TASK INPUTS:
◇ ◇ ◇ ◇ ◇

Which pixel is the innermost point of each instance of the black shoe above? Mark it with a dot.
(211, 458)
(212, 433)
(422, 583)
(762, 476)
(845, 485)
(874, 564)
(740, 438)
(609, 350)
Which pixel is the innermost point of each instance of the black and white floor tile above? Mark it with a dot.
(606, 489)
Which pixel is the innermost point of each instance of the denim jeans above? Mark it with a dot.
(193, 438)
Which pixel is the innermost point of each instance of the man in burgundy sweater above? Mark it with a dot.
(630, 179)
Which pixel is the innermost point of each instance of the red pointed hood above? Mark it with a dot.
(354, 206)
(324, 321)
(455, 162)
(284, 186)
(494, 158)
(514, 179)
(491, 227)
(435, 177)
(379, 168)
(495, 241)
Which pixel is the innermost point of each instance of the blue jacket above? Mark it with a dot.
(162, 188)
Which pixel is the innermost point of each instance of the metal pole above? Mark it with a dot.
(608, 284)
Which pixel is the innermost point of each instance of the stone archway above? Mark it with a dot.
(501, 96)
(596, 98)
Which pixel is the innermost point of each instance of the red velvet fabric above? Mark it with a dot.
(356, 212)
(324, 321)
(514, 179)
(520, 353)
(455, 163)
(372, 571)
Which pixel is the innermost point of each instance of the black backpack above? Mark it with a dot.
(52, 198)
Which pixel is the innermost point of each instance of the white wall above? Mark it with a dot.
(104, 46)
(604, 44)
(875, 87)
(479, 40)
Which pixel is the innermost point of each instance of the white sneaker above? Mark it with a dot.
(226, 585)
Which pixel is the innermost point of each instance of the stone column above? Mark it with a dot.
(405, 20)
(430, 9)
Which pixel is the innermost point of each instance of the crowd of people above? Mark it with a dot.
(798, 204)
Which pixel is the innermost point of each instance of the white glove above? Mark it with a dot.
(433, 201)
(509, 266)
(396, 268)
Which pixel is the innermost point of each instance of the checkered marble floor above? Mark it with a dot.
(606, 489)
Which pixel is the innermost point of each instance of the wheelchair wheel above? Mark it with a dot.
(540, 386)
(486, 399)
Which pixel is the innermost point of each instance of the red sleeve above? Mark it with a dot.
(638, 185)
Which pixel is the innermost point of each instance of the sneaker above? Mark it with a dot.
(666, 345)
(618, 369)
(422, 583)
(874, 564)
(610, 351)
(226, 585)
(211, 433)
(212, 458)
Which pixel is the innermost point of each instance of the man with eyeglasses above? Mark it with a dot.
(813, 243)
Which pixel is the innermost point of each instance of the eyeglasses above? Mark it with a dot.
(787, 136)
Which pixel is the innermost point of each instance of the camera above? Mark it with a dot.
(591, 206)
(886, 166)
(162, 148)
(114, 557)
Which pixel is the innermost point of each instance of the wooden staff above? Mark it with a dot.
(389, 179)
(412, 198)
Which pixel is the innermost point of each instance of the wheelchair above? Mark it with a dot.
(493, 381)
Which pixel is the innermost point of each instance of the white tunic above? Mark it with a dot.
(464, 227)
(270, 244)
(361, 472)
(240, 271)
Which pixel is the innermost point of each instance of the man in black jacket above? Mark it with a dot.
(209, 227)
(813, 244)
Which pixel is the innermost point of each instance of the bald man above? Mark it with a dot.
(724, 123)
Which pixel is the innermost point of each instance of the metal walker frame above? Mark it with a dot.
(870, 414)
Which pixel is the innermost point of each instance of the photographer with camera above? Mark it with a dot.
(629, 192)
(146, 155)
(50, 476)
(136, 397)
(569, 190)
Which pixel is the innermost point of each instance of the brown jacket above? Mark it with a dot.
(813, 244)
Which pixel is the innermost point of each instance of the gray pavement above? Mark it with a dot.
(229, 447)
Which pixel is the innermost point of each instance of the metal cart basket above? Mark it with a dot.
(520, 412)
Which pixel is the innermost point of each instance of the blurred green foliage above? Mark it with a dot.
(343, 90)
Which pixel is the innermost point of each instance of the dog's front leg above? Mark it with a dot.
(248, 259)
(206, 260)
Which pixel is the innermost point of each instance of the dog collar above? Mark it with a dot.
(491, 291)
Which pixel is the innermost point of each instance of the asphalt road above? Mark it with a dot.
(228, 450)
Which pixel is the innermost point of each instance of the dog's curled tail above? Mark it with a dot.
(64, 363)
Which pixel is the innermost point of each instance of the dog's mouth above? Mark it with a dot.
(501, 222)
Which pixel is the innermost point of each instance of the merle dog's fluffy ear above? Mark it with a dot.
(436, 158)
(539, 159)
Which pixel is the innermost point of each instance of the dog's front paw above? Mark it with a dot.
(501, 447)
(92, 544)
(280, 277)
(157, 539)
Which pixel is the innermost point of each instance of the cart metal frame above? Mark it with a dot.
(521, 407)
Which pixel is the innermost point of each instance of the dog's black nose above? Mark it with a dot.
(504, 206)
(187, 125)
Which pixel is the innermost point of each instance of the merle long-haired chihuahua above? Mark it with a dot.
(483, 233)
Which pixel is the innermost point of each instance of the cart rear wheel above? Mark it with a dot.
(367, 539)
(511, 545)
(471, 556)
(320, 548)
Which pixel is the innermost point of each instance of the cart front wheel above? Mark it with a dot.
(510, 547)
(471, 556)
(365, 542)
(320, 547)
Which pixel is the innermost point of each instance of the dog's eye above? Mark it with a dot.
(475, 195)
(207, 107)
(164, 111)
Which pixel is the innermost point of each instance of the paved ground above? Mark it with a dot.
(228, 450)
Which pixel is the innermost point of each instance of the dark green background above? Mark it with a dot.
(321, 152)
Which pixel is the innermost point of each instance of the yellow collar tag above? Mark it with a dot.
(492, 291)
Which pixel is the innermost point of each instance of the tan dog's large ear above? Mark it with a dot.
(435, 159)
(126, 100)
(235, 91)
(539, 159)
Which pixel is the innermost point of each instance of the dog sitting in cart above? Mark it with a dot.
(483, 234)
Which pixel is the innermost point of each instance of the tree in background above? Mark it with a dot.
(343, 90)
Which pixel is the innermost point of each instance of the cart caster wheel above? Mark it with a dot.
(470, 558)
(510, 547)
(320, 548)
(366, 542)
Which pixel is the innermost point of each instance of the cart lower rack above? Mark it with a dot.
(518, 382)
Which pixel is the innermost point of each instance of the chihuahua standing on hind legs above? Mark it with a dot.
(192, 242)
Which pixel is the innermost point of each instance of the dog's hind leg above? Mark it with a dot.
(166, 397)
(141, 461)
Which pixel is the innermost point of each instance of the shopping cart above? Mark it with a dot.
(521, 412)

◇ ◇ ◇ ◇ ◇

REQUIREMENTS: Copy out the whole listing above, replacing "Mark it with a dot" with "Place a dot on it" wherever it appears and keeping everything else the same.

OUTPUT OF THE TASK:
Which pixel is the innermost point of each instance of the black shoe above? Place a dot on it.
(211, 458)
(212, 433)
(422, 583)
(762, 476)
(845, 485)
(874, 564)
(740, 438)
(609, 350)
Which pixel is the innermost point of each instance of the black and white floor tile above? Place a dot on it.
(606, 489)
Which pixel is the innermost point of each instance of the denim jeans above? Place a dot on it.
(193, 438)
Which pixel is the innermost point of each instance of the man in burgundy sweater above? Place a dot on it.
(630, 179)
Which pixel is the innermost point of each instance of the red pointed hood above? Place a dot on it.
(354, 206)
(324, 321)
(455, 162)
(284, 186)
(494, 158)
(514, 179)
(491, 227)
(435, 177)
(379, 168)
(495, 241)
Which pixel is the innermost point of each instance of the blue jacket above? Place a dot on it.
(162, 188)
Which pixel is the innermost point of each instance of the metal pole above? Place a dot on it.
(608, 284)
Which pixel is the innermost point of each instance of the stone archway above? Place a dot on it.
(501, 96)
(596, 98)
Which pixel is the innermost point of each instance of the red velvet fabric above? Place a dot on it.
(356, 212)
(324, 321)
(514, 179)
(520, 353)
(455, 163)
(372, 571)
Which pixel is the innermost point of each instance of the black backpack above? Place a dot on it.
(52, 198)
Which pixel is the innermost point of each instance of the white wall above? Place a dot on it.
(104, 46)
(604, 44)
(875, 87)
(479, 40)
Which pixel is the innermost point of each instance of the white sneaker above? Place a dot on it.
(226, 585)
Which pixel is the innermost point of each instance of the stone column above? Place a dot on it.
(405, 20)
(430, 9)
Which pixel is the innermost point of each instance of the crowd of people above? Place a dot on it.
(798, 204)
Which pixel is the innermost point of each instance of the white glove above? Place a dot on it.
(433, 201)
(509, 266)
(396, 268)
Which pixel is the innermost point of each instance of the checkered marble floor above? Place a dot on it.
(606, 489)
Which pixel is the innermost point of each instance of the wheelchair wheel above? Place a dot on it.
(540, 386)
(486, 399)
Which pixel is the innermost point of each instance of the red sleeve above? Place a dot on it.
(638, 185)
Which pixel is the innermost point of each instance of the sneaker above? Place a dot on it.
(666, 345)
(618, 369)
(422, 583)
(874, 564)
(610, 351)
(226, 585)
(211, 433)
(212, 458)
Which pixel is the innermost point of each instance of the man with eyeglasses above? Place a dot on it.
(813, 243)
Which pixel is the innermost point of each instance of the eyeglasses above? Place a dot on it.
(787, 136)
Which pixel is the innermost point of each instance of the camera above? Place a dot on it.
(591, 206)
(886, 166)
(162, 148)
(114, 557)
Which pixel is the innermost point of each instance of the wooden staff above? Place a dot on it.
(389, 179)
(412, 198)
Which pixel is the innermost point of each instance of the wheelchair above? Place a dot on it.
(493, 381)
Which pixel is the innermost point of each instance of the white tunic above? Place a dot on it.
(464, 227)
(270, 244)
(361, 472)
(240, 271)
Which pixel is the innermost point of each instance of the man in black jacket above? Place a dot on it.
(209, 227)
(813, 244)
Which pixel is the innermost point of each instance of the bald man above? Place a dot on it.
(724, 123)
Which pixel is the innermost point of each instance of the metal walker frame above? Place a dot on it.
(870, 414)
Which pixel is the innermost point of each instance of the photographer with camera above? Place a dot on it.
(629, 192)
(146, 155)
(50, 476)
(136, 397)
(569, 190)
Which pixel is the innermost point of each instance of the brown jacket above? Place a dot on it.
(813, 244)
Which pixel is the innermost point of each instance of the gray pavement above? Place a dot on it.
(229, 447)
Which pixel is the innermost point of each instance of the metal cart basket above? Place a dot on it.
(520, 412)
Which pixel is the innermost point of each instance of the blurred green foliage above? Place a dot on it.
(343, 90)
Which pixel is the innermost point of each instance of the dog's front leg above? Place a dot on it.
(248, 259)
(206, 260)
Which pixel is the innermost point of each instance of the dog collar above? Place a dot on it.
(491, 291)
Which pixel is the innermost point of each instance of the asphalt road above? Place a dot on it.
(228, 450)
Which pixel is the innermost point of each instance of the dog's curled tail above? Place a dot on it.
(64, 363)
Which pixel is the innermost point of each instance of the dog's mouth above? Place a dot on it.
(501, 222)
Which pixel is the innermost point of each instance of the merle dog's fluffy ear above? Place a dot on it.
(436, 158)
(539, 159)
Which pixel is the innermost point of each instance of the dog's front paw above? Place a dot on it.
(501, 447)
(92, 544)
(280, 277)
(157, 539)
Which pixel is the innermost point of each instance of the cart metal frame above? Place a dot on it.
(521, 407)
Which pixel is the innermost point of each instance of the dog's black nose above? Place a dot on it.
(504, 206)
(187, 125)
Which pixel is the innermost point of each instance of the merle long-haired chihuahua above? Place a dot on it.
(483, 233)
Which pixel is the innermost point of each instance of the cart rear wheel above? Place a dot on it.
(367, 539)
(511, 545)
(471, 556)
(320, 548)
Which pixel is the innermost point of each instance of the cart front wheel above? Place a dot on it.
(510, 547)
(471, 556)
(365, 542)
(320, 547)
Which pixel is the innermost point of each instance of the dog's eye above? Place a dot on it.
(475, 195)
(207, 107)
(164, 111)
Which pixel is the innermost point of each instance of the paved ground above? Place a dot on it.
(228, 450)
Which pixel is the innermost point of each instance of the dark green background above? Place a dot on it.
(321, 152)
Which pixel is the innermost point of each instance of the yellow collar tag above? Place a dot on it.
(492, 291)
Which pixel is the innermost point of each instance of the tan dog's large ear above? Place a dot on it.
(435, 159)
(126, 100)
(235, 91)
(539, 159)
Which pixel is the innermost point of each instance of the dog sitting in cart above? Place a dot on it.
(483, 234)
Which pixel is the innermost point of each instance of the tree in background above? Place a dot on it.
(343, 90)
Which pixel is the innermost point of each instance of the cart caster wheel above? Place a dot on it.
(470, 558)
(510, 547)
(320, 548)
(366, 542)
Which pixel is the innermost point of each instance of the cart lower rack above? Place a dot on it.
(518, 382)
Which pixel is the innermost point of each instance of the chihuahua standing on hind legs above? Place a dot on it.
(192, 242)
Which pixel is the innermost point of each instance of the dog's hind leg above? Place a dot on it.
(166, 397)
(141, 461)
Which pixel is the innermost point of each instance of the shopping cart above? Place a dot on it.
(521, 412)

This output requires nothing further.